▶ **PROVIDED TEXT**
#####

Manage resources that are dynamically overcommitted.

The amount of Batch resources on a node is calculated based on the actual resource utilization. You can use the following formula to calculate the amount of Batch CPU resources and the amount of Batch memory resources:

nodeBatchAllocatable = nodeAllocatable * thresholdPercent - podUsage(non-BE) - systemUsage

The following section describes the factors in the formula:

nodeAllocatable: the amount of allocatable resources on the node.
thresholdPercent: the threshold of resources in percentile.
podUsage(non-BE): the resource usage of pods whose QoS classes are Burstable or Guaranteed.
systemUsage: the usage of system resources on the node.

ack-koordinator can calculate reclaimed memory resources based on the following formula and the resource requests of pods. For more information, see the memoryCalculatePolicy parameter in the following section. In the following formula, podRequest(non-BE) refers to the resource requests of pods whose QoS classes are Burstable or Guaranteed.

#####

▶ **EXTRACTED DATA**

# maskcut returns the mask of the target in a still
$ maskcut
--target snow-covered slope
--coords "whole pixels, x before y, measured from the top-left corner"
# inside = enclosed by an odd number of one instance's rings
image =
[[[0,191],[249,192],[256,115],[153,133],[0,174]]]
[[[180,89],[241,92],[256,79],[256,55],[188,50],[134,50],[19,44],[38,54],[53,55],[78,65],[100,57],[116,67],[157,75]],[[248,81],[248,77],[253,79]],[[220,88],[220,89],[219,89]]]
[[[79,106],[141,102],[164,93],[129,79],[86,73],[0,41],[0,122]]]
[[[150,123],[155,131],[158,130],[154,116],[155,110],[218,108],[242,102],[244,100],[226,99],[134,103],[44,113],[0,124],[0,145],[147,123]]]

#####

▶ **INSTRUCTIONS**
• a. Using the passage on overcommitted Batch resources, explain in one to three sentences why the nodeBatchAllocatable formula subtracts podUsage(non-BE) and systemUsage.
• b. According to the passage on overcommitted Batch resources, what does thresholdPercent stand for?
• c. Write a continuation of the passage on overcommitted Batch resources, starting after its last sentence.

▶ **PER-TASK OUTPUTS**
• a. The passage says the amount of Batch resources on a node is based on actual resource use. So the formula takes the threshold share of the node's allocatable resources and removes what Burstable and Guaranteed pods and the system are really using.

• b. The threshold of resources in percentile.

• c.
nodeBatchAllocatable = nodeAllocatable * thresholdPercent - podRequest(non-BE) - systemUsage

The thresholdPercent factor is configurable. The following code block shows how to manage resources by modifying a ConfigMap:

apiVersion: v1
kind: ConfigMap
metadata:
  name: ack-slo-config
  namespace: kube-system
data:
  colocation-config: |
    {
      "enable": true,
      "metricAggregateDurationSeconds": 60,
      "cpuReclaimThresholdPercent": 60,
      "memoryReclaimThresholdPercent": 70,
      "memoryCalculatePolicy": "usage"
    }


Parameter	Data type	Description
`enable`	Boolean	Specifies whether to dynamically update the statistics about Batch resources. If you disable this feature, the amount of reclaimed resources is reset to `0`. Default value: `false`.
`metricAggregateDurationSeconds`	Int	The minimum frequency at which the statistics about Batch resources are updated. Unit: seconds. Default value: 60. We recommend that you use the default setting.
`cpuReclaimThresholdPercent`	Int	The reclaim threshold of `batch-cpu` resources. Default value: `65`. Unit: %.
`memoryReclaimThresholdPercent`	Int	The reclaim threshold of `batch-memory` resources in percentile. Default value: `65`. Unit: %.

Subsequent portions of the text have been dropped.